> [Your instructions]
Copy out the lines of the records without any change, starting at the line that contains "Could you point to the green swim" and ending at the final line of the records.

Source data
+++
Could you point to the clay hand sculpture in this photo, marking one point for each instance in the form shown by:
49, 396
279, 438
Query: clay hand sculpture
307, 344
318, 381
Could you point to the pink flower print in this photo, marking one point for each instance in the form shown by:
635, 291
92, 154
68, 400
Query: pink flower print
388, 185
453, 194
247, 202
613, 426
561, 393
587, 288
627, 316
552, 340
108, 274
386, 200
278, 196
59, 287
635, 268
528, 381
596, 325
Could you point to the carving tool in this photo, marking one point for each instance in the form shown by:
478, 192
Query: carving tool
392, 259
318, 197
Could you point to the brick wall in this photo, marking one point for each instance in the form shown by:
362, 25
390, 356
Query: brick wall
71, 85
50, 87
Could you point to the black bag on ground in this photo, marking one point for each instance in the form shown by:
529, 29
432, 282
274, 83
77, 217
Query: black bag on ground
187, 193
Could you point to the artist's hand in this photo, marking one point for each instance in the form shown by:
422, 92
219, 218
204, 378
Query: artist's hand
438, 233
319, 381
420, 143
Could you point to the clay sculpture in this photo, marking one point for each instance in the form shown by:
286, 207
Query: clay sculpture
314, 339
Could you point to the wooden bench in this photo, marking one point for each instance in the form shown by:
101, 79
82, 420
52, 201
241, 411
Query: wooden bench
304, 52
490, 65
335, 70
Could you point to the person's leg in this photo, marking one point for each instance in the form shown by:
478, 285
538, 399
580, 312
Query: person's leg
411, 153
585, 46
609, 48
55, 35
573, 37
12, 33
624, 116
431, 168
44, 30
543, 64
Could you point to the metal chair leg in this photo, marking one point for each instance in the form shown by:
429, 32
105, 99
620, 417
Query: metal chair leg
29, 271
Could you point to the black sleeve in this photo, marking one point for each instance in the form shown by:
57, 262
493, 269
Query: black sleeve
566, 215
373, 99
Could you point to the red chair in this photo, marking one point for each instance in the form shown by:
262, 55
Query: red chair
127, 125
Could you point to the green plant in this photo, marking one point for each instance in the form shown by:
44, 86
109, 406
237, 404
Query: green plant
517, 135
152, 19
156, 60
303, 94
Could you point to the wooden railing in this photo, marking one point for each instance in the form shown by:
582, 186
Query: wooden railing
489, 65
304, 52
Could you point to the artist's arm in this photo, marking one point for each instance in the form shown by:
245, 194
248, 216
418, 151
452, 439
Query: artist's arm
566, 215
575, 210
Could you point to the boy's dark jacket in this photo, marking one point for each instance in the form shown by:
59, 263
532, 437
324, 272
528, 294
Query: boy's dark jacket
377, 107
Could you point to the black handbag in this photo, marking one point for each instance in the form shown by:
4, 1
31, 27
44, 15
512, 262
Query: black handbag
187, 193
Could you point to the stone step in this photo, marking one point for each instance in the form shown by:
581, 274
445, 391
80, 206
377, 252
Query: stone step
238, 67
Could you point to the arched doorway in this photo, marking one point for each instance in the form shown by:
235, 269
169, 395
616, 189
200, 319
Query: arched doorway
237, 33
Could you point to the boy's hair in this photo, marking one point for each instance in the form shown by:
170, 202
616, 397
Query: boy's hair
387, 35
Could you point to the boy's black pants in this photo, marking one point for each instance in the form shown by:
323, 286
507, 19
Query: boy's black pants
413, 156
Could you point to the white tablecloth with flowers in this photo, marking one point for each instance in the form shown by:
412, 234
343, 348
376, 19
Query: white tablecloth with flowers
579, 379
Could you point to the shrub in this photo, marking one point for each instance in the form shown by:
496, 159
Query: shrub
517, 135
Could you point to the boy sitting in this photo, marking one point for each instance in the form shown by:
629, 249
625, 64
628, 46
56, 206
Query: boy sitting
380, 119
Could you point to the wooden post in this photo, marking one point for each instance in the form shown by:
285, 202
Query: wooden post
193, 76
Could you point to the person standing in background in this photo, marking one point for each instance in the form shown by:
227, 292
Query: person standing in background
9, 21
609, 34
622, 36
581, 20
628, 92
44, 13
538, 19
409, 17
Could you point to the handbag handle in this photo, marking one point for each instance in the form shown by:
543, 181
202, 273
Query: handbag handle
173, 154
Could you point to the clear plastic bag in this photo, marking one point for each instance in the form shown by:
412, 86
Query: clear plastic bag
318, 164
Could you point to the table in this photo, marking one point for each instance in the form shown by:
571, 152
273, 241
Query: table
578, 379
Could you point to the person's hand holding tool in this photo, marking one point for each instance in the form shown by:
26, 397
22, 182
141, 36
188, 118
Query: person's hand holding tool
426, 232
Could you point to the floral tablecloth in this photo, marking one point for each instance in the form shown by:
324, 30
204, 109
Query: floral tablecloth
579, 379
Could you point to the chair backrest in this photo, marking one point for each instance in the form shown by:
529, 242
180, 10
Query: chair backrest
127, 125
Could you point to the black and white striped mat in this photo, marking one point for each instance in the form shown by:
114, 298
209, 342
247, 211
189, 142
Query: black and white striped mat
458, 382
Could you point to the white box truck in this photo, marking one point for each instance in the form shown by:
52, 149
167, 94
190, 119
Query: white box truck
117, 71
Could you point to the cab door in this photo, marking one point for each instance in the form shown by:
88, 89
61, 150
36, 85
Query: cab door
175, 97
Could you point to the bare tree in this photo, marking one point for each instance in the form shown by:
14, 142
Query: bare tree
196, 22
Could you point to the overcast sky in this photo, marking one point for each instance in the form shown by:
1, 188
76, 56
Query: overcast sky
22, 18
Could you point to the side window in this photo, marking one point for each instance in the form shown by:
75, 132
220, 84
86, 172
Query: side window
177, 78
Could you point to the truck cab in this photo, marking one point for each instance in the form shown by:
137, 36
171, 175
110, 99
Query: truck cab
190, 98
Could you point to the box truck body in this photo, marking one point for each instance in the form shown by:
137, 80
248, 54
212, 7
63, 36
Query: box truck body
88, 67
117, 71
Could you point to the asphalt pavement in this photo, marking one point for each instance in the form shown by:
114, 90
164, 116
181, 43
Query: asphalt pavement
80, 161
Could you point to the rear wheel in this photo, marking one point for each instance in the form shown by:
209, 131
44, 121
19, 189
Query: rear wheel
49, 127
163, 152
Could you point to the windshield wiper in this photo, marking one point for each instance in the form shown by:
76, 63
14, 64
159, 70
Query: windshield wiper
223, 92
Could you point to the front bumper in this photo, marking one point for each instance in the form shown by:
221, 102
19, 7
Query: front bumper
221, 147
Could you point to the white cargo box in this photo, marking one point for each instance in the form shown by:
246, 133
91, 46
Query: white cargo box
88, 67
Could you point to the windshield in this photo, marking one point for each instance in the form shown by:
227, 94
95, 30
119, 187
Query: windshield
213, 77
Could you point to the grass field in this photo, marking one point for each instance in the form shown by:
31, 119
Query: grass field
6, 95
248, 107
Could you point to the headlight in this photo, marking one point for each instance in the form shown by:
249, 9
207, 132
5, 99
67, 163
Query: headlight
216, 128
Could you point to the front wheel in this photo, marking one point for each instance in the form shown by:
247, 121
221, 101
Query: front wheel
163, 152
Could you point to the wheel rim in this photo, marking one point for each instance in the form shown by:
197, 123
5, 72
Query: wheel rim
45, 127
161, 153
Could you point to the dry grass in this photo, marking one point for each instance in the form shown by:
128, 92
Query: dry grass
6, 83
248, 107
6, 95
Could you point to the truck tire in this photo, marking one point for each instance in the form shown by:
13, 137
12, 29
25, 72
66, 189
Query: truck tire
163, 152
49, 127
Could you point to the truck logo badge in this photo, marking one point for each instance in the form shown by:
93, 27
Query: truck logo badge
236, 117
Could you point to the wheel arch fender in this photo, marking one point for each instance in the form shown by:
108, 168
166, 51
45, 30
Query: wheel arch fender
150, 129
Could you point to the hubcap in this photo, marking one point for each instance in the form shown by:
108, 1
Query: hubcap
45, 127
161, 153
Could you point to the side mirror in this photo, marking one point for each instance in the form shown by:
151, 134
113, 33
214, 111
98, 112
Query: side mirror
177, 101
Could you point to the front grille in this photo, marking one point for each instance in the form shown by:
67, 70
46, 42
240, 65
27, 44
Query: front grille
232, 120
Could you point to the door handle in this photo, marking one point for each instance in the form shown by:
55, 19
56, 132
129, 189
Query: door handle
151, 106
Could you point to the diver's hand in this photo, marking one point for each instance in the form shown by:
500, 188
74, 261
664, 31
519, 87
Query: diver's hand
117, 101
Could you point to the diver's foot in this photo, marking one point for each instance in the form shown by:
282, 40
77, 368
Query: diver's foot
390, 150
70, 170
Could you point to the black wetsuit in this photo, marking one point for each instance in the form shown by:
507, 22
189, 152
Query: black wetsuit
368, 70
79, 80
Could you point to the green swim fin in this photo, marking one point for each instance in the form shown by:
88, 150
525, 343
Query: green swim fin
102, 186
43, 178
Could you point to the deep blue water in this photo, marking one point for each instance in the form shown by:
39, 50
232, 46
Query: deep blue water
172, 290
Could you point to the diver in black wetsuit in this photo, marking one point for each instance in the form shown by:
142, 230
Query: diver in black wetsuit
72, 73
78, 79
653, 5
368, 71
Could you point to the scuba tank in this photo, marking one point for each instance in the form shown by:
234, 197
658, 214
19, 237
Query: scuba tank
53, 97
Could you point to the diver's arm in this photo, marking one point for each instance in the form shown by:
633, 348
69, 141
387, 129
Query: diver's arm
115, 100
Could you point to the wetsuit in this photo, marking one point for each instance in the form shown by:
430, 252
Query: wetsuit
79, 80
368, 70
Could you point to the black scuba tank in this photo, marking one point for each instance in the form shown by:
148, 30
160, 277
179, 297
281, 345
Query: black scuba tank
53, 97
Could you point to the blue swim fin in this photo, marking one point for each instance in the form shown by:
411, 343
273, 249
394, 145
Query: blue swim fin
+++
> [Written response]
Could you point to the green swim fin in this photo, marking one point for each instance in the form shown by:
88, 150
525, 343
Query: green swim fin
102, 186
43, 178
Could you point to the deep blue water in this photo, marking one point for each instance in the form shown by:
39, 50
232, 46
Query: deep blue water
172, 290
Could you point to the diver in black wetsuit in this photo, marking one point for each instance in the form shown by:
142, 230
Query: diver in black wetsuit
72, 73
78, 79
653, 5
368, 71
Could you point to the scuba tank in this photo, marking one point for each instance in the form shown by:
234, 197
658, 214
19, 237
Query: scuba tank
53, 97
Could you point to the diver's arm in this photo, marking one point for each instance in the form shown by:
633, 348
69, 141
387, 129
Query: diver's arm
115, 100
Could you point to the wetsuit in this photo, marking one point for each instance in the form shown by:
430, 252
Query: wetsuit
79, 80
368, 70
Could you point to the black scuba tank in this photo, marking one point for each instance in the form shown by:
148, 30
160, 277
179, 297
281, 345
Query: black scuba tank
53, 97
Could you point to the blue swim fin in this photo, marking one point for each instance in the form shown by:
411, 343
273, 249
394, 145
Query: blue swim fin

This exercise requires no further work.